* _Set tasks_
[1] List every person named in the gas-price blog post.
[2] Please copy the gas-price blog post word for word, from "Those $4+ a" up to and including "away - again.".
[3] In the gas-price blog post, why does Mark Meyer say gasoline prices won't drop again this weekend? Answer in one to three sentences.

— start of Document —

A Blog by Jonathan Low

 

May 30, 2011

Who's to Blame for Higher Gas Prices? Most Fingers Point to Wall Street


Those $4+ a gallon gas prices starting to bite? Looking for someone to blame? Well guess what, they're baaaack: yup, the industry the world loves to hate, your friends in finance.

It would have been SO easy to let the energy industry take the hit because they are not exactly at the top of anyone's corporate social responsbility index, but a trade's a trade, a buck's a buck and anyone who doesnt agree is a sucker. So, not content with sticking it to the global economy on financial crises, the investment firms have entered energy trading in a big way. Now futures traders are important for the effective functioning of any market, but it seems that The Masters of the Universe may have gotten carried away - again.

Admit it: we were all tempted to blame Wall Street and The City for the Japanese tsumani and this spring's killer tornados, but it's hard to find causal evidence. And hey, it's Memorial Day weekend so most financial traders have driven their new Maseratis out to the Hamptons or to their stately homes in Devon.

But the timing is astonishing: just when we thought they might actually be behaving - at least within the extremely flexible and porous boundaries that investment firms inhabit - along comes a 25% increase in gas prices. The implication is that with a Presidential election in full swing, you can bet the financial types have just earned themselves a fresh round of public scrutiny. JL

Dan Piller reports in USA Today:
"Gasoline costs $1 per gallon more than it did last Memorial Day, and the the Wall Street speculator, more than Texas oilmen and OPEC ministers, is often seen as the bad guy at the gas pump.

"There won't be another drop in the price of gasoline this weekend, and it's due to Goldman Sachs and Morgan Stanley," said Mark Meyer, president of Keck Energy. On Tuesday, Goldman Sachs and Morgan Stanley, both major investors in crude oil markets, issued forecasts of higher crude oil prices this summer -- even as prices at the pump in some areas began to descend. The price of oil promptly rose more than $1 a barrel in the next two trading days on exchanges.

"What a crazy system we have," he said. "People resist paying an extra 5 cents per gallon in gas tax to fix the highways, but we allow speculators to raise the price of gasoline by 50 cents a gallon."

As crude oil and gasoline prices have risen 25% since Jan. 1, more charges of market manipulation are flying.

U.S. regulators have launched one of the biggest-ever crackdowns on oil price manipulation, accusing traders and companies of artificially driving up crude oil prices in 2008. Also this month, Rex Tillerson, chairman of ExxonMobil, told a congressional committee that supplies of crude oil and refined gasoline were adequate and that the supply-and-demand price of crude probably should be around $70 a barrel.

— end of Document —
— start of Information provided —

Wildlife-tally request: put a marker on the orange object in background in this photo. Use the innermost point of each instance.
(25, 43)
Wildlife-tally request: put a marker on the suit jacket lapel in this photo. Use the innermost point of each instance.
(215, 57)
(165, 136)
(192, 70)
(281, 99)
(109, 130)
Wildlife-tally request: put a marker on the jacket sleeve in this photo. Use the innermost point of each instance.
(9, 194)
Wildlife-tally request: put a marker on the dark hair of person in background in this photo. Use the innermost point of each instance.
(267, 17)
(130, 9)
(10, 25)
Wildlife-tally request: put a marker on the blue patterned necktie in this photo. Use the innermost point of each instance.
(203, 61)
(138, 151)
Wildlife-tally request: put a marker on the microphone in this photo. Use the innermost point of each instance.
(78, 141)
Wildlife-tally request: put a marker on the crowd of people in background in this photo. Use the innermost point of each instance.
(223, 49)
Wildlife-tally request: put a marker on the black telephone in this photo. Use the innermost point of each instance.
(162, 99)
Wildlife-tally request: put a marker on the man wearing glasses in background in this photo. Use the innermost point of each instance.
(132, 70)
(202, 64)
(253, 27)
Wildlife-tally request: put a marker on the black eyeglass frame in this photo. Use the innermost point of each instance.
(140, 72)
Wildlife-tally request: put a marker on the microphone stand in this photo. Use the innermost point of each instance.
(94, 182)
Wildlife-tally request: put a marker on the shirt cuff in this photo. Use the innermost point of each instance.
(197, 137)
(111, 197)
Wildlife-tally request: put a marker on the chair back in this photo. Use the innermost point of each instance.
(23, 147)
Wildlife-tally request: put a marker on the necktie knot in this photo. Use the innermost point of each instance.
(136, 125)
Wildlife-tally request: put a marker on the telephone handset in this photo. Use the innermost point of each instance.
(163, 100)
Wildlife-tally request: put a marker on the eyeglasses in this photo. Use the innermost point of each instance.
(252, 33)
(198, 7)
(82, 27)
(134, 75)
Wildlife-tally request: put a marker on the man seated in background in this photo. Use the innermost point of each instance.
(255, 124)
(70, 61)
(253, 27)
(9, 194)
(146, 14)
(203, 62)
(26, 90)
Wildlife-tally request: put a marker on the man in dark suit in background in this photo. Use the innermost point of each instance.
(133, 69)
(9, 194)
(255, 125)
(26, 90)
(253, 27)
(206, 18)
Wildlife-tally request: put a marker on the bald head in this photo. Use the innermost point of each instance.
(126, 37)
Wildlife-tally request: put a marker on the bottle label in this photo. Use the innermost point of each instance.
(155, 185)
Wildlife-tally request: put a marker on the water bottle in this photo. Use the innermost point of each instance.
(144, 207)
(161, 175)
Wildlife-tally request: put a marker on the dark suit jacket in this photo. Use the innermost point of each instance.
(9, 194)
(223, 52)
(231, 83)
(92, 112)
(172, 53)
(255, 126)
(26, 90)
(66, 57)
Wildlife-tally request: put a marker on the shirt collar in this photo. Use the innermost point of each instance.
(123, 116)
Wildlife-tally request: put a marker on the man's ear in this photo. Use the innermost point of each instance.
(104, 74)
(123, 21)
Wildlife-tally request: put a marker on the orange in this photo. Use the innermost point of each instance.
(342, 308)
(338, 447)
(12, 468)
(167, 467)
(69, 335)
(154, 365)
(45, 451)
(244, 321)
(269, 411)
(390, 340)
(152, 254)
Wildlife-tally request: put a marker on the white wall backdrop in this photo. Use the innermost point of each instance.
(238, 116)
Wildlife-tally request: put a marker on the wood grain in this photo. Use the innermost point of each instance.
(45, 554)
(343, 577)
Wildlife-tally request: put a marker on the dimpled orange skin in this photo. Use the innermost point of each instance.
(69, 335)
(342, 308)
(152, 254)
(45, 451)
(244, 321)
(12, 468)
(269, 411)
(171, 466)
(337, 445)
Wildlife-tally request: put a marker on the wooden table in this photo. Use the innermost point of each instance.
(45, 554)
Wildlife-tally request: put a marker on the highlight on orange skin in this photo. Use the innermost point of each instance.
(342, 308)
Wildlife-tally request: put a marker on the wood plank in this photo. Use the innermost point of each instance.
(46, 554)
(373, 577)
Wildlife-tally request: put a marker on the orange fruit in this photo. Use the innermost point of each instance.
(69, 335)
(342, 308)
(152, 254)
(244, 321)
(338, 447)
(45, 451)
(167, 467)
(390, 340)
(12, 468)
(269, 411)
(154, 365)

— end of Information provided —

* _Answer list_
[1] Jonathan Low, Dan Piller, Mark Meyer, Rex Tillerson

[2]
Those $4+ a gallon gas prices starting to bite? Looking for someone to blame? Well guess what, they're baaaack: yup, the industry the world loves to hate, your friends in finance.

It would have been SO easy to let the energy industry take the hit because they are not exactly at the top of anyone's corporate social responsbility index, but a trade's a trade, a buck's a buck and anyone who doesnt agree is a sucker. So, not content with sticking it to the global economy on financial crises, the investment firms have entered energy trading in a big way. Now futures traders are important for the effective functioning of any market, but it seems that The Masters of the Universe may have gotten carried away - again.

[3] He attributes it to Goldman Sachs and Morgan Stanley, both major investors in crude oil markets. On Tuesday they issued forecasts of higher crude oil prices this summer. The price of oil then rose more than $1 a barrel in the next two trading days.